▶ _Exercise task_: Quote the entries below word for word, but leave the pictures out.

[Location labeling records]
start
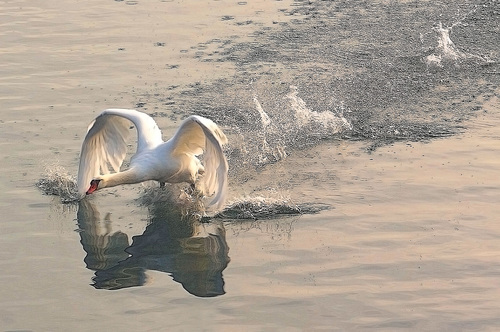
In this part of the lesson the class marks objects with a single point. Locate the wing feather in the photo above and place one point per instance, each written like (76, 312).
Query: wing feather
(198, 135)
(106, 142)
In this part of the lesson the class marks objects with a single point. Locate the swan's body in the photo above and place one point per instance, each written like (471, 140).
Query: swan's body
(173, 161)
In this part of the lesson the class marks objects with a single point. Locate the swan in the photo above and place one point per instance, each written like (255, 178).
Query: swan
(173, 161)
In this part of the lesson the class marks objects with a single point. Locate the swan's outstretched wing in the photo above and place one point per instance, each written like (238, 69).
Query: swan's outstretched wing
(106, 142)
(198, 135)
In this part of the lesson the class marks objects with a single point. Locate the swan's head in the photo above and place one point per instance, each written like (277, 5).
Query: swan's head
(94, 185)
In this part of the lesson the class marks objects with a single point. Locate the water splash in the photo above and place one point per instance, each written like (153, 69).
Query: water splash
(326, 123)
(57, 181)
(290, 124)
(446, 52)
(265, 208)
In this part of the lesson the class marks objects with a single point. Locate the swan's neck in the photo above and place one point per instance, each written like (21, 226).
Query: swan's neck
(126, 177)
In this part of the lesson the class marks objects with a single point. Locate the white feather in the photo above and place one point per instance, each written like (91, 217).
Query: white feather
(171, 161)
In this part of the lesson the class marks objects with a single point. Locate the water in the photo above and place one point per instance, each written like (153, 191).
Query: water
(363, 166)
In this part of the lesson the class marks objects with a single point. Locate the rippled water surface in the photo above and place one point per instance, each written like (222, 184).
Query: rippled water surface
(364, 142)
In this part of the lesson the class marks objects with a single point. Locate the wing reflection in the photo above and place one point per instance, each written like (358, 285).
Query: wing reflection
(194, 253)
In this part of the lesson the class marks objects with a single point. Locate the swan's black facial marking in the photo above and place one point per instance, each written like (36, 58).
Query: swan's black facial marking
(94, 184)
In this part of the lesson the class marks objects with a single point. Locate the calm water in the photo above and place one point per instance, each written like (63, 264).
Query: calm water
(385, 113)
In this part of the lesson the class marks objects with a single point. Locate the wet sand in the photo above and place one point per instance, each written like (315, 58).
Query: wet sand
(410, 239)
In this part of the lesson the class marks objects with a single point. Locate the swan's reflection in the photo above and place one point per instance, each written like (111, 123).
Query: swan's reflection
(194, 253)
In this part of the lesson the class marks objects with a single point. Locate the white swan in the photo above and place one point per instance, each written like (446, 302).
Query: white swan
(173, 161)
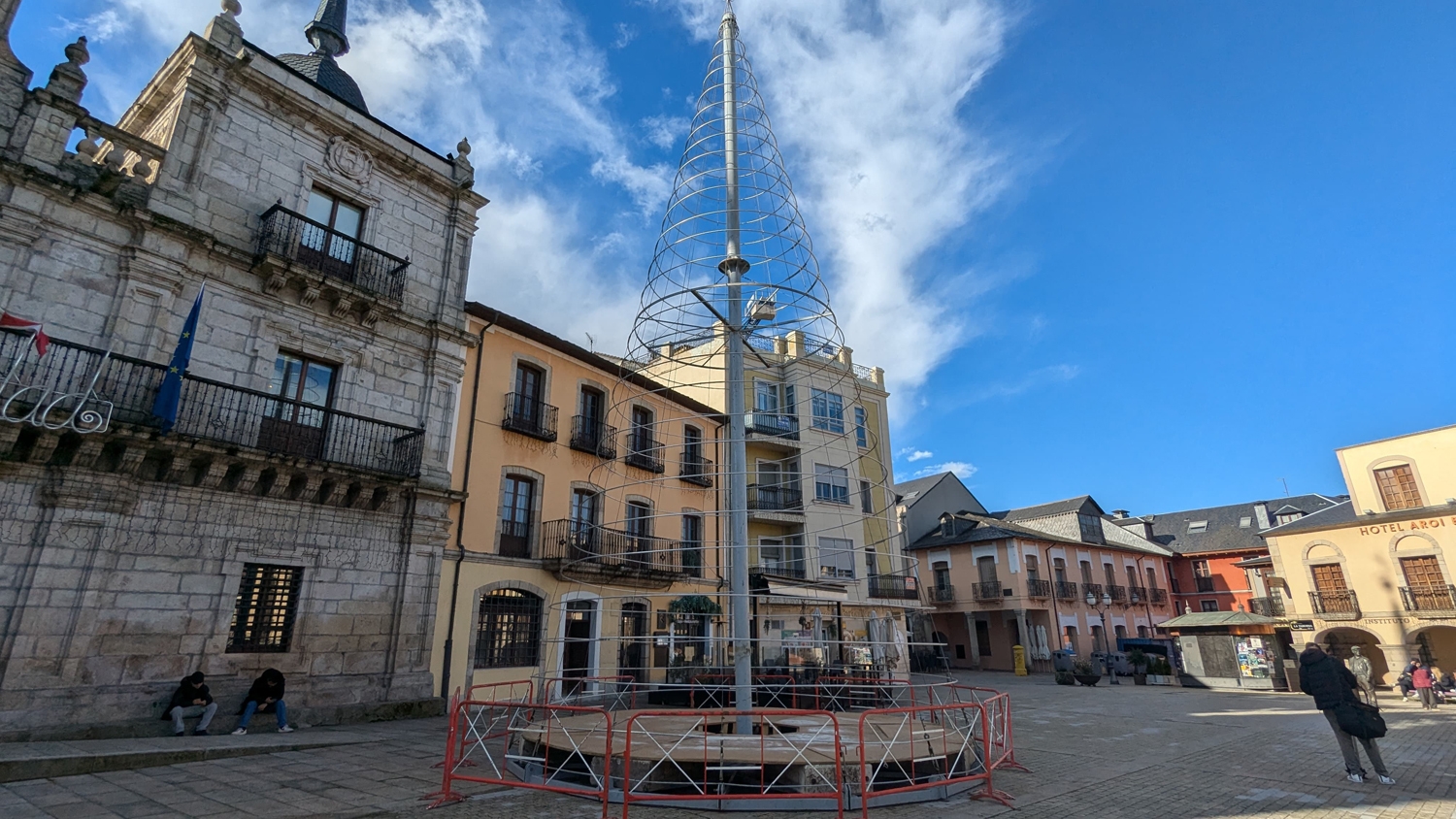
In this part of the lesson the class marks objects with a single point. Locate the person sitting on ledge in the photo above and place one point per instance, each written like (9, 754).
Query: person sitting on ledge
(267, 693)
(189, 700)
end
▶ _Exercise answer_:
In this part of the lesson the class marks objects with a single point. Locate the wing feather in the photo above and place one point per instance, each written like (76, 312).
Query: wing feather
(198, 135)
(106, 142)
In this part of the lesson the class marks objects with a single point. Locate the swan's body in the photo above and place one point per instance, each written like (471, 140).
Query: swan's body
(173, 161)
In this part of the lesson the class marks objects with a single point. Locate the swan in the photo above and place one point per instance, each written like (255, 178).
Query: swan
(173, 161)
In this part of the lesson the class marks objects with a single point. Locate the swan's outstretched wing in the photo above and place one point per instance, each written like (238, 69).
Query: swan's outstretched wing
(106, 142)
(198, 135)
In this part of the lesson the class marks objects with a single point. Locate the swan's head in the photo above and place one point per instance, each written like (277, 5).
Query: swan's head
(94, 185)
In this part of the lesson the class marks objects with a single point. Locate the water splash in the photo above and place one point per instance, each written like (153, 69).
Query: water splash
(326, 123)
(57, 181)
(290, 124)
(446, 52)
(265, 208)
In this part of the lesson the class marks objects with a single point. Locate the swan's neck in the photo above and place one point per instance, each written like (21, 226).
Query: swan's neck
(126, 177)
In this part of the lesson the class marks objects with a single point. Locate the white feather in the photo above and place one point per instance, each written like (91, 217).
Query: white feather
(171, 161)
In this part of the lesson the class marks objects with a single point. Locate the water in the photo above and place one point per instance, each written like (153, 191).
Query: water
(363, 166)
In this part of the lesson the class marks objects with a single point. Locate the rippled water surface in the photo above and place one point per instance, each written like (222, 184).
Query: rippled water surface
(364, 142)
In this part of the lesson the class marks objects with a single point. Locate the wing reflection in the photo above and place one point per instance, each written like (358, 285).
Query: wing reflection
(194, 253)
In this part of the lesson the class marks objects with a single point. Locate the swan's black facial marking in the photo above and place one point per instance, each written like (36, 58).
Query: swan's black facial marking
(94, 184)
In this part of the lesson the class marks objects with a single point. Locate the calm water in the photo above and place one point per instance, each written like (63, 264).
Query: calm water
(385, 113)
In this part of the lesson the class marks objects with a single point. Locate the wet sand in the photo above and place one point per instance, each written like (315, 58).
Query: wet sand
(410, 239)
In this part of the lesson the class marks objects with a single point. Locate the swan's reflection in the photo above and place one point per instance, each written like (111, 123).
Query: swan's reflection
(194, 253)
In this part of the lesson the class marks objects with a single point. Locate the white swan in the photo above and place one point per instance, each written like (446, 302).
Query: white swan
(173, 161)
In this part of the lesson the class marks objects with a single point. Locate the person sitting on ledge in the photo above and place one point per instance, each written like (9, 754).
Query: person sitting on ledge
(267, 693)
(189, 700)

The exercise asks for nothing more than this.